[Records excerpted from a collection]
----------------------------------------
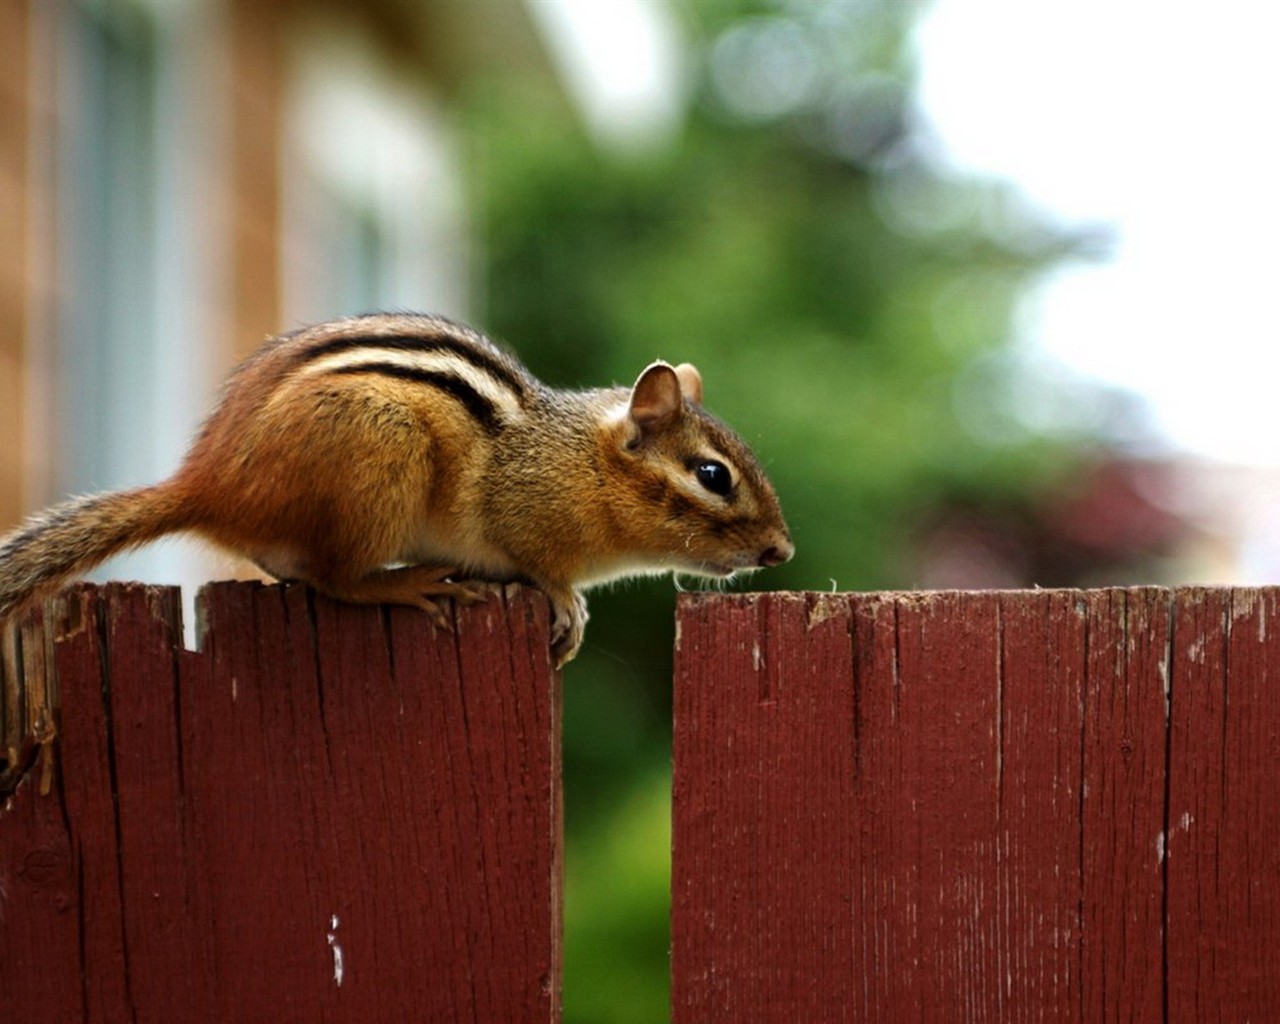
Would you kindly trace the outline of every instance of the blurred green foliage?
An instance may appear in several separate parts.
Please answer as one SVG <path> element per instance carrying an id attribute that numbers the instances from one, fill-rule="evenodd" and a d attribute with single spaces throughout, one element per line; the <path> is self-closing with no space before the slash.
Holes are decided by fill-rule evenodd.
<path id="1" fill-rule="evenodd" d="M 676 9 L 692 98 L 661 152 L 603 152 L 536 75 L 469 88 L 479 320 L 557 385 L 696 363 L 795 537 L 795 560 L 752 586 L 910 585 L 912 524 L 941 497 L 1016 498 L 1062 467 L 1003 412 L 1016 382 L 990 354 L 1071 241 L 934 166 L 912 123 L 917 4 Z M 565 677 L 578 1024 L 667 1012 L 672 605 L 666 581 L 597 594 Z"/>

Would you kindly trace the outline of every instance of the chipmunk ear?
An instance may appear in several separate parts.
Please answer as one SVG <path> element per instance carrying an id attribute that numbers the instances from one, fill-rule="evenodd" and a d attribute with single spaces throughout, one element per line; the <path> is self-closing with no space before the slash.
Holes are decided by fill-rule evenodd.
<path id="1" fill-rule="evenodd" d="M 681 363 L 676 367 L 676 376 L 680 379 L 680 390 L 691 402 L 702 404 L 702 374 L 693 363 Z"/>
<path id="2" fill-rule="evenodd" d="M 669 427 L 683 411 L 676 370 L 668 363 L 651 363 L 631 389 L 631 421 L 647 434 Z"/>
----------------------------------------
* YOUR ASSIGNMENT *
Leave out the images and repeat the rest of the data word for word.

* EXERCISE OUTPUT *
Would you kindly trace the outline of every instance of the blurred green foliage?
An instance may appear in several separate parts.
Please answer as one SVG <path> element per instance carrying an id attribute that numbers the instances from one, fill-rule="evenodd" and a d attribute with single spaces throughout, one element per line; the <path> is self-closing with no space before the slash.
Holes are decided by fill-rule evenodd.
<path id="1" fill-rule="evenodd" d="M 676 9 L 692 98 L 661 152 L 603 152 L 536 75 L 469 88 L 479 320 L 557 385 L 696 363 L 795 537 L 795 560 L 752 586 L 910 585 L 912 524 L 941 497 L 1016 498 L 1062 467 L 1003 412 L 1016 382 L 990 354 L 1071 241 L 934 166 L 912 123 L 917 4 Z M 565 677 L 578 1024 L 667 1012 L 672 605 L 666 581 L 597 594 Z"/>

Would you kindly trace the outline of every instance of the chipmunk ear?
An instance may appear in several separate parts.
Please answer as one SVG <path> element per instance carrying an id attribute that numbers the instances from one, fill-rule="evenodd" and a d attribute with single spaces throughout, one element per line; the <path> is self-closing with no space before the slash.
Holes are decided by fill-rule evenodd.
<path id="1" fill-rule="evenodd" d="M 681 363 L 676 367 L 676 376 L 680 379 L 680 390 L 691 402 L 702 404 L 702 374 L 693 363 Z"/>
<path id="2" fill-rule="evenodd" d="M 669 427 L 683 411 L 676 370 L 668 363 L 651 363 L 631 389 L 631 421 L 647 434 Z"/>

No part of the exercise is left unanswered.